● WHAT YOU NEED TO DO:
[1] According to the easement opinion excerpt, in what year did Mr. Knox die?
[2] Reproduce the easement opinion excerpt word for word, starting at "The lower court, in" and ending at "road in question.".
[3] Write the next part of the easement opinion excerpt, picking up right after its final sentence.
=== SELECTED EXTRACT ===
Mr. Knox owned tract No. 11 at the time of his death in 1960. In the sale of this tract through judicial proceedings, the defendant purchased a small triangular portion of fourteenths of an acre for the purpose of straightening his western property line, and the remainder of the tract was purchased by the plaintiff. In both the deed to the defendant for the four-tenths of an acre and to the plaintiff for the remainder of tract No. 11, the descriptions contained the following references to the subdivision plat of 1916:
"This being a portion of Lot 11, as shown in Plat Book 5, Page 91, R.M.C. Office for Spartanburg County, and subject to any rights of ingress and egress in and to said road or proposed as shown on plat recorded in Plat Book 5, R.M.C. Office."
The lower court, in holding that the plaintiff held an easement for the use of the proposed road as shown on the plat, based such decision primarily upon the well settled principle of law that, where property is sold and described with reference to a plat or map upon which streets and ways are shown, an easement therein is implied in favor of the grantee. Billings et al. v. McDaniel, 217 S.C. 261, 60 S.E.2d 592. The contention of the defendant, adopted by the Master in his report, is that any right to an easement which may have arisen by virtue of the references in the deeds to the plat in question were lost by the acts and conduct of Marion J. Knox, the predecessor in title of both plaintiff and defendant, which clearly showed an intent to abandon any claim to the proposed road in question.
=== RECORD EXCERPTS ===
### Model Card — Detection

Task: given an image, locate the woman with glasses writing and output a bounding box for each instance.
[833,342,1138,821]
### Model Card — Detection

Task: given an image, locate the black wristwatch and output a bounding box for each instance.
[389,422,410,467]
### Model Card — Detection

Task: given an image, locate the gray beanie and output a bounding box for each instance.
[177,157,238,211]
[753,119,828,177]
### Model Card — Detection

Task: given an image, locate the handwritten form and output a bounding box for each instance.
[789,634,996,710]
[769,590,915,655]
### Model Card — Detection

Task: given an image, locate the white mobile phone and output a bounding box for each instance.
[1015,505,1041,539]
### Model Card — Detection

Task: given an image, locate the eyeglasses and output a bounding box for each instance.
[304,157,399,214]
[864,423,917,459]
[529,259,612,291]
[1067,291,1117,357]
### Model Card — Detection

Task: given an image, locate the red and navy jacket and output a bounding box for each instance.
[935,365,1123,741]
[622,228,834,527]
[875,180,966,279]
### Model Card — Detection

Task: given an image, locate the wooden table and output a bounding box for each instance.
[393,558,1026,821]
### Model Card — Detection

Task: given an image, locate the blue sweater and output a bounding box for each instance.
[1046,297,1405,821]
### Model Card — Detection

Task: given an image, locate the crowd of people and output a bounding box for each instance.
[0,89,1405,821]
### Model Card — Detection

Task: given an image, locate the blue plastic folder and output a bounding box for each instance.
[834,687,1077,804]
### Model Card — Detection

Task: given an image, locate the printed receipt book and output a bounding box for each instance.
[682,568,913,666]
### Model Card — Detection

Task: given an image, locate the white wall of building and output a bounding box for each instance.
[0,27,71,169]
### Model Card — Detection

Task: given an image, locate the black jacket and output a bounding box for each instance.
===
=== RECORD EXCERPTS ===
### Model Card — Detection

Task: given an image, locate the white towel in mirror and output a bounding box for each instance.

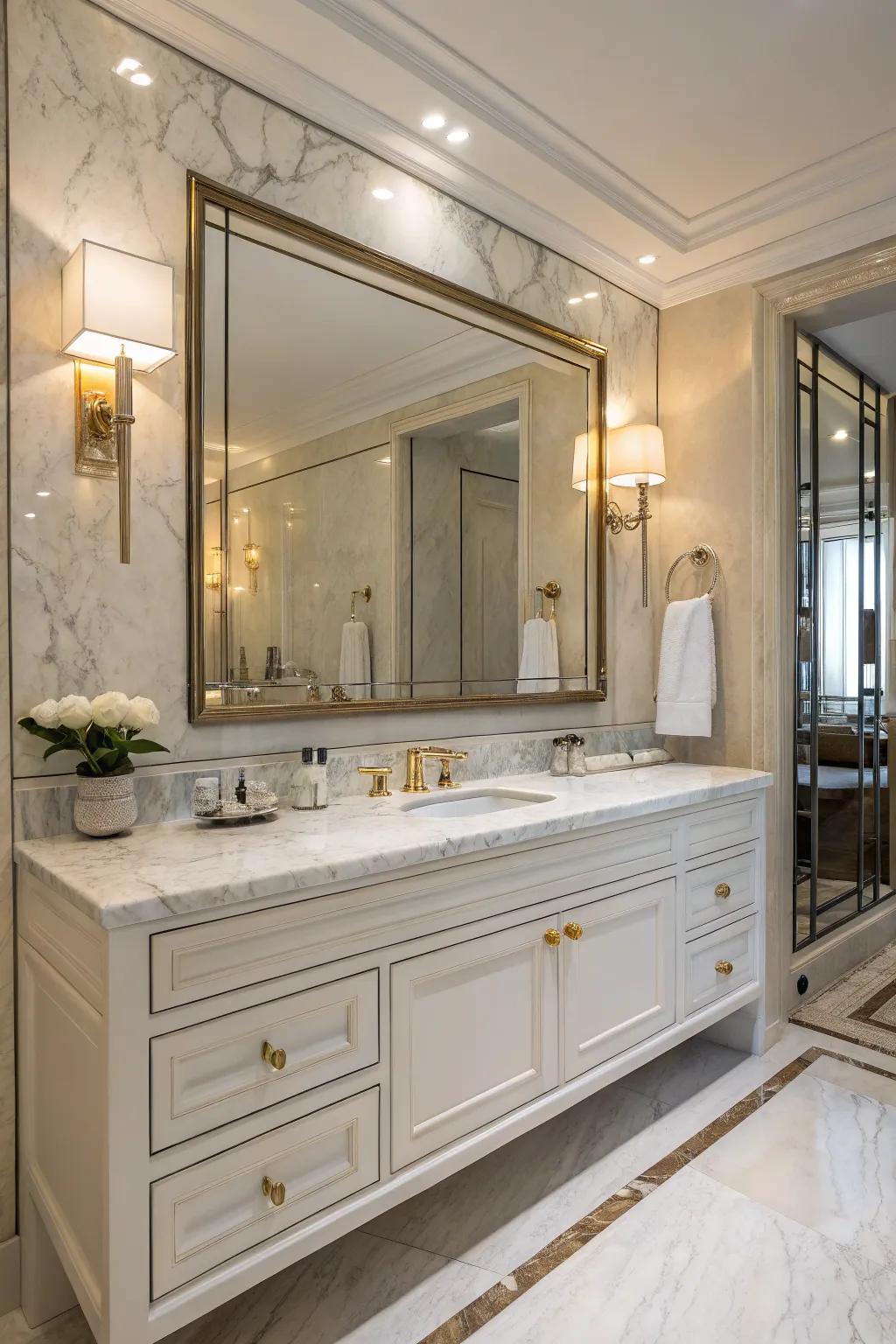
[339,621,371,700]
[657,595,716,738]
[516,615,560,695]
===
=== RECORD EXCERPTS ===
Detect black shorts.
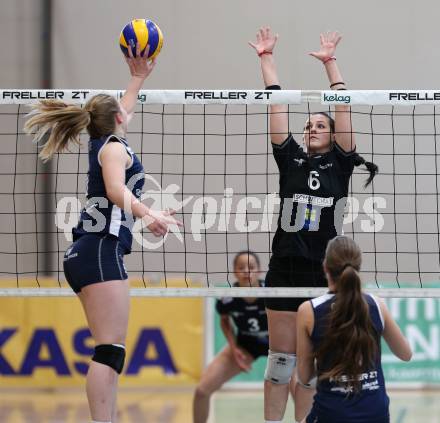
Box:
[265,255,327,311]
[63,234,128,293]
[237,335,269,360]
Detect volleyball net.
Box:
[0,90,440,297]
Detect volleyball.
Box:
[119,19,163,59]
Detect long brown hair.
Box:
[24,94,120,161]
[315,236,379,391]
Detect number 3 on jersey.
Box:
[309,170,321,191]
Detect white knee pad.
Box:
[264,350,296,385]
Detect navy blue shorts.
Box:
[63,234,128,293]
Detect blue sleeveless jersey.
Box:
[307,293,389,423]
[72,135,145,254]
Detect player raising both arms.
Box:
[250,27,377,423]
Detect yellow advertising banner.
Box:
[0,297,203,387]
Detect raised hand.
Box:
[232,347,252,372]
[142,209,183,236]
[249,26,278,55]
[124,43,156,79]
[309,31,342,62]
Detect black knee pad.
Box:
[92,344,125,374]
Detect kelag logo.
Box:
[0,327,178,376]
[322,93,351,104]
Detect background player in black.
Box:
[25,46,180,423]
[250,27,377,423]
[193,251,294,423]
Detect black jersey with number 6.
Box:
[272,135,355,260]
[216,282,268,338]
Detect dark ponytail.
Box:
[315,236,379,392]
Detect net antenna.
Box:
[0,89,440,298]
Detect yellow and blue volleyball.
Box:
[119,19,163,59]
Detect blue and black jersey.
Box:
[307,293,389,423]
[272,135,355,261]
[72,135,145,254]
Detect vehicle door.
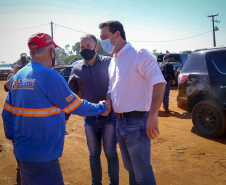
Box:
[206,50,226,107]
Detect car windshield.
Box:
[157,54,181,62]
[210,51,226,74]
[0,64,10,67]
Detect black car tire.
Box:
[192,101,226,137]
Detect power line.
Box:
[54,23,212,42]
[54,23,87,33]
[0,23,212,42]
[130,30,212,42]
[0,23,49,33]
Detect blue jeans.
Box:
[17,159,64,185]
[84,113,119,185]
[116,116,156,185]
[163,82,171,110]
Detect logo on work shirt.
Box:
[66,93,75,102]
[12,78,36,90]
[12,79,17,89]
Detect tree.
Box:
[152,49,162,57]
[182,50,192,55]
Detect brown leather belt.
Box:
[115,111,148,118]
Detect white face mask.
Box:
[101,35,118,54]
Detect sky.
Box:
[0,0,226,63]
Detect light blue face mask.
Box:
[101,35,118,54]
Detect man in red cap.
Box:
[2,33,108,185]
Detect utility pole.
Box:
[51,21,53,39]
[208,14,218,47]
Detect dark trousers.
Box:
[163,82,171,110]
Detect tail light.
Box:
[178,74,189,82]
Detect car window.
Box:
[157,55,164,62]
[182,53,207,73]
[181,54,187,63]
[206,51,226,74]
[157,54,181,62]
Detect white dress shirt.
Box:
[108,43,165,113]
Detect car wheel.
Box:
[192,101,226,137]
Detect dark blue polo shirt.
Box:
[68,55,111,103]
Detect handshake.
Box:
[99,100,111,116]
===
● RESPONSE LIST:
[1] 1960

[2]
The lower court, in holding that the plaintiff held an easement for the use of the proposed road as shown on the plat, based such decision primarily upon the well settled principle of law that, where property is sold and described with reference to a plat or map upon which streets and ways are shown, an easement therein is implied in favor of the grantee. Billings et al. v. McDaniel, 217 S.C. 261, 60 S.E.2d 592. The contention of the defendant, adopted by the Master in his report, is that any right to an easement which may have arisen by virtue of the references in the deeds to the plat in question were lost by the acts and conduct of Marion J. Knox, the predecessor in title of both plaintiff and defendant, which clearly showed an intent to abandon any claim to the proposed road in question.

[3]
Since no question was raised in the lower court as to the effect upon the rights of a subsequent grantee by the designation of the strip in question on the plat as a "proposed road" we must assume, as did all parties in the lower court that such designation on the plat and references thereto in a subsequent conveyance gave rise to an implied easement for the use of the strip as a roadway. While other issues have been raised and argued, we think that a determination of whether or not such easement was abandoned by the said Marion J. Knox, the immediate predecessor in title of both plaintiff and defendant, will dispose of the appeal.
Our inquiry, as was that of the lower court, into whether the easement in question was abandoned, refers primarily to the acts and conduct of Mr. Knox in relation to such road. If Mr. Knox abandoned the easement, then it could only be revived by a new grant. Taylor v. Hampton, 4 McCord 96. It is clear that the references in the deeds of the plaintiff and the defendant to the 1916 subdivision plat and the proposed road did not show an intent to create any new rights but only referred to such rights as arose by virtue of the designation on the 1916 plat of such road. Therefore, under the facts of this case, if Mr. Knox during his ownership of the lands abandoned his right to the use of the proposed road as designated on the 1916 plat, such acts are binding on plaintiff and the defendant, and their rights must be determined accordingly. The question then is: Did Marion J. Knox abandon the easement in question?
As heretofore pointed out, the strip designated as a proposed road began at Glendale Road on the south and extended across the subdivision to its northern boundary, a distance of approximately 3500 feet. At the time of the subdivision of the Boyd lands none of the proposed road was open and existed only on the foregoing subdivision plat. Shortly after the subdivision was opened so much of the proposed road as ran from Glendale Road to the southern corner of tracts 11 and 12, a distance of approximately 540 feet, was opened as a public road and became known as Club Drive. Thereafter a road was opened from Club Drive, where it ended at the southern corner of lots 11 and 12, extending west along the southern boundary of tract No. 11 to what is now known as Woodburn Road. Club Drive, extending north to lots 11 and 12, and the connecting road running west to Woodburn Road are now open and maintained as a public road, giving tract No. 11, now plaintiff's property, a frontage on said road of approximately 703 feet.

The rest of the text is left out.